- EXERCISE GOAL
Output, with no changes, the span of lines that opens with the line containing "of the grassy" and closes with the last line.

- SUPPLIED DATA
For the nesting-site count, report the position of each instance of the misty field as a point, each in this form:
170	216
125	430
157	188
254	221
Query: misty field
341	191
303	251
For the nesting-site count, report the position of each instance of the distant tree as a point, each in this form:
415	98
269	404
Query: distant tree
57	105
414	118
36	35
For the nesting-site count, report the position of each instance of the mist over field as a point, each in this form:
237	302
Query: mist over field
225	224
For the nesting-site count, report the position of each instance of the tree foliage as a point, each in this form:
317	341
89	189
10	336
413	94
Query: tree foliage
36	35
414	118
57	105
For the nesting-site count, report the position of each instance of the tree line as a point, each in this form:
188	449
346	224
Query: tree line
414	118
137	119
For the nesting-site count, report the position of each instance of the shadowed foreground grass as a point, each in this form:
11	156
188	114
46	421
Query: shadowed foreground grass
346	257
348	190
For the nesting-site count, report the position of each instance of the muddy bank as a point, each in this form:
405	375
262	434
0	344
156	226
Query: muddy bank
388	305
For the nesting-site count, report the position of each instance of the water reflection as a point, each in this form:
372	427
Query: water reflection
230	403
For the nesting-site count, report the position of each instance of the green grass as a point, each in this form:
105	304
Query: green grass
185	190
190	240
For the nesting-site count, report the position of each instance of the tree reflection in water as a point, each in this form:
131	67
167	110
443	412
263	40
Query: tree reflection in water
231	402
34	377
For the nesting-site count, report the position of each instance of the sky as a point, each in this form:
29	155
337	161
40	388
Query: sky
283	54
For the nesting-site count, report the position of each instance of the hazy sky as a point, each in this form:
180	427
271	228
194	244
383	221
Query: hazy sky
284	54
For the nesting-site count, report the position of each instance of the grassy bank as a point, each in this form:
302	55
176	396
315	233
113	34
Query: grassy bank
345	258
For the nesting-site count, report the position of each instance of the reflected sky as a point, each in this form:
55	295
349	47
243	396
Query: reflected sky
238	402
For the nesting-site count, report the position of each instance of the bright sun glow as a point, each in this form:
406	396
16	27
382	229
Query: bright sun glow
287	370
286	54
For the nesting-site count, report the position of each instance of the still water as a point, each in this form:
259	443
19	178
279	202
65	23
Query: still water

- SOLUTION TO THIS TASK
For the nesting-site count, report the position of each instance of the grassy bank as a point, each in this form:
302	55
176	396
315	233
113	34
Query: grassy bank
345	258
For the nesting-site count, report the position of each instance of the reflected sky as a point, each in this form:
55	295
349	47
243	396
Query: reflected sky
238	402
For the nesting-site count, report the position of each instance of the bright sun glow as a point, each in this form:
406	396
16	27
382	229
Query: bright sun glow
287	370
286	54
For the nesting-site count, report the position of each instance of the still water as a point, each in this form:
259	443
19	178
279	202
65	23
Query: still water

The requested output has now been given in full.